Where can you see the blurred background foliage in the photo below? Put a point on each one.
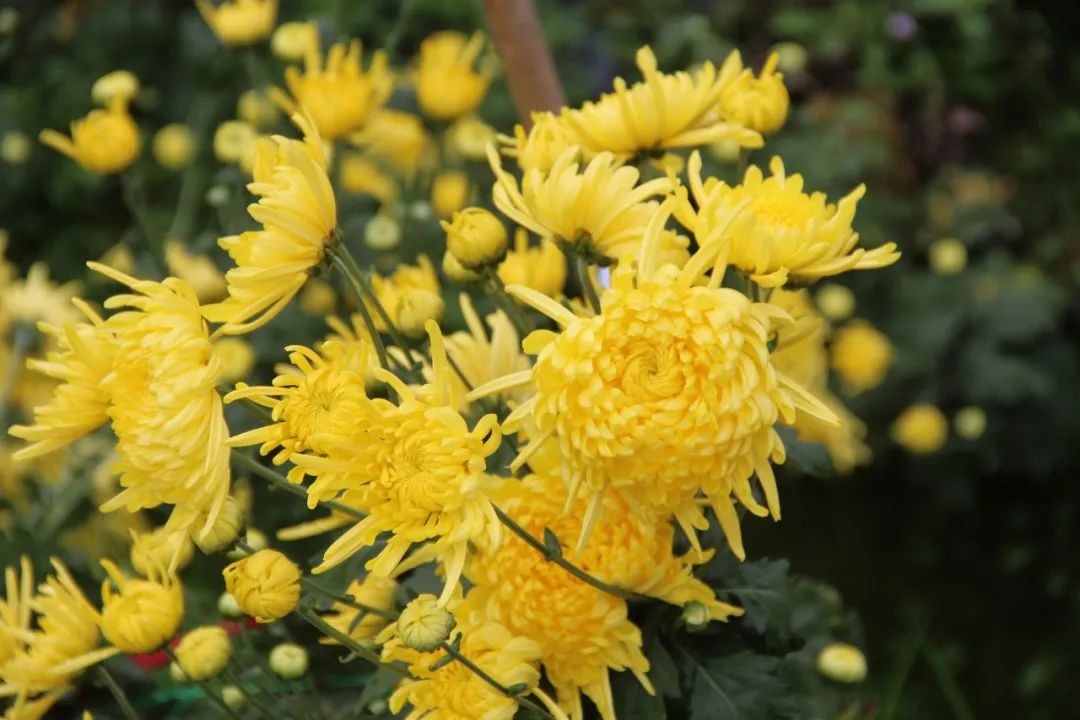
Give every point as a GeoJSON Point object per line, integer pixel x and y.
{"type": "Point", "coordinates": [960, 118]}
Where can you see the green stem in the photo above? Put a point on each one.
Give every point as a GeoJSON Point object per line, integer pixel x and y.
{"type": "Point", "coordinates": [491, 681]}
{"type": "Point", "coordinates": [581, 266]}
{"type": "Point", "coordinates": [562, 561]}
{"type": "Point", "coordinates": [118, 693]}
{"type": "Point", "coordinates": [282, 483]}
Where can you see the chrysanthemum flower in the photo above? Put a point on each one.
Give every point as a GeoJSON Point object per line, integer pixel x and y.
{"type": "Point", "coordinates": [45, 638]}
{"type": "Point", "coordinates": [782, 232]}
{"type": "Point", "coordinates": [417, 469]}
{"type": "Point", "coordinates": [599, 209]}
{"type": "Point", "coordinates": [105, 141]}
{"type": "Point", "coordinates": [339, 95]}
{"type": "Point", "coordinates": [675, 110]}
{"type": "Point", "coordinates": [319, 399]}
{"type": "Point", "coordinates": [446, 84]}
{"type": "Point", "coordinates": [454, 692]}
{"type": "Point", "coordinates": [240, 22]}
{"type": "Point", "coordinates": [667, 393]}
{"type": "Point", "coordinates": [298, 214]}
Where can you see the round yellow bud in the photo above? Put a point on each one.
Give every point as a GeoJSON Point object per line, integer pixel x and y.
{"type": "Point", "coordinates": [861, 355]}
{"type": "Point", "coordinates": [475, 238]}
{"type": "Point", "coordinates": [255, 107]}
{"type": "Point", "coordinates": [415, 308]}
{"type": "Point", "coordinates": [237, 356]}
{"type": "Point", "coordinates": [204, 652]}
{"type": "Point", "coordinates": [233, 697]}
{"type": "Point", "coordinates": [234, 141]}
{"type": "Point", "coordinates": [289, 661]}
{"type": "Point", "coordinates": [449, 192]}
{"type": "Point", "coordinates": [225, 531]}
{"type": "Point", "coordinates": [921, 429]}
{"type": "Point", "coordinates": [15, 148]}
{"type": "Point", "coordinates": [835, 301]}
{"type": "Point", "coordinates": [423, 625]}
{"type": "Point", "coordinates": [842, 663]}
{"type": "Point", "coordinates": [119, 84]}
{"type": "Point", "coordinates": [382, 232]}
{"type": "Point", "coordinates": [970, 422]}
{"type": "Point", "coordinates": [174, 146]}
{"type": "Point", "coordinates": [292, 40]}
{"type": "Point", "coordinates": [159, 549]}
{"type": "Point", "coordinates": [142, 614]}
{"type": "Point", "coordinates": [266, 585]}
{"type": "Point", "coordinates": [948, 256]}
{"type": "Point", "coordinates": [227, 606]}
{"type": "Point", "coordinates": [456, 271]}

···

**PROBLEM DESCRIPTION:** Can you give every line of the items above as a Markdown table with the columns "Row" and "Line," numbering each row and skipping blank lines? Leave the pictures out.

**EXERCISE OUTPUT:**
| Row | Line |
|---|---|
| 1 | Where can you see the blurred background foliage in the photo below? Put a point on each one. |
| 2 | Give every point as a GeoJSON Point object per line, integer pixel x and y. |
| 3 | {"type": "Point", "coordinates": [960, 118]} |
| 4 | Where can you see the green stem in the photo above? Put a point on each one. |
| 5 | Give every point as a GeoJSON Point object per line, integer pixel x and y. |
| 6 | {"type": "Point", "coordinates": [491, 681]} |
| 7 | {"type": "Point", "coordinates": [581, 266]} |
| 8 | {"type": "Point", "coordinates": [562, 561]} |
| 9 | {"type": "Point", "coordinates": [118, 693]} |
| 10 | {"type": "Point", "coordinates": [282, 483]} |
| 11 | Where can you see the chrysanthemum flower in the photo above? Put a point on each one. |
| 12 | Give every point as a GeoJSON Point object per line, integer pixel x and y. |
| 13 | {"type": "Point", "coordinates": [45, 638]} |
| 14 | {"type": "Point", "coordinates": [782, 232]} |
| 15 | {"type": "Point", "coordinates": [417, 469]} |
| 16 | {"type": "Point", "coordinates": [599, 209]} |
| 17 | {"type": "Point", "coordinates": [105, 141]} |
| 18 | {"type": "Point", "coordinates": [339, 95]} |
| 19 | {"type": "Point", "coordinates": [675, 110]} |
| 20 | {"type": "Point", "coordinates": [319, 399]} |
| 21 | {"type": "Point", "coordinates": [446, 84]} |
| 22 | {"type": "Point", "coordinates": [454, 692]} |
| 23 | {"type": "Point", "coordinates": [240, 22]} |
| 24 | {"type": "Point", "coordinates": [667, 393]} |
| 25 | {"type": "Point", "coordinates": [298, 214]} |
| 26 | Where can you see the round yellow bud in the photo above? Put a point on each one. |
| 27 | Give every point as a GeoJSON Point object per line, integer pixel x and y. |
| 28 | {"type": "Point", "coordinates": [861, 355]} |
| 29 | {"type": "Point", "coordinates": [475, 238]} |
| 30 | {"type": "Point", "coordinates": [255, 107]} |
| 31 | {"type": "Point", "coordinates": [415, 308]} |
| 32 | {"type": "Point", "coordinates": [237, 356]} |
| 33 | {"type": "Point", "coordinates": [204, 652]} |
| 34 | {"type": "Point", "coordinates": [233, 697]} |
| 35 | {"type": "Point", "coordinates": [234, 141]} |
| 36 | {"type": "Point", "coordinates": [289, 661]} |
| 37 | {"type": "Point", "coordinates": [449, 192]} |
| 38 | {"type": "Point", "coordinates": [225, 531]} |
| 39 | {"type": "Point", "coordinates": [921, 429]} |
| 40 | {"type": "Point", "coordinates": [15, 148]} |
| 41 | {"type": "Point", "coordinates": [835, 301]} |
| 42 | {"type": "Point", "coordinates": [423, 625]} |
| 43 | {"type": "Point", "coordinates": [842, 663]} |
| 44 | {"type": "Point", "coordinates": [119, 84]} |
| 45 | {"type": "Point", "coordinates": [382, 232]} |
| 46 | {"type": "Point", "coordinates": [970, 422]} |
| 47 | {"type": "Point", "coordinates": [174, 146]} |
| 48 | {"type": "Point", "coordinates": [292, 40]} |
| 49 | {"type": "Point", "coordinates": [159, 549]} |
| 50 | {"type": "Point", "coordinates": [142, 614]} |
| 51 | {"type": "Point", "coordinates": [266, 585]} |
| 52 | {"type": "Point", "coordinates": [948, 256]} |
| 53 | {"type": "Point", "coordinates": [227, 606]} |
| 54 | {"type": "Point", "coordinates": [456, 271]} |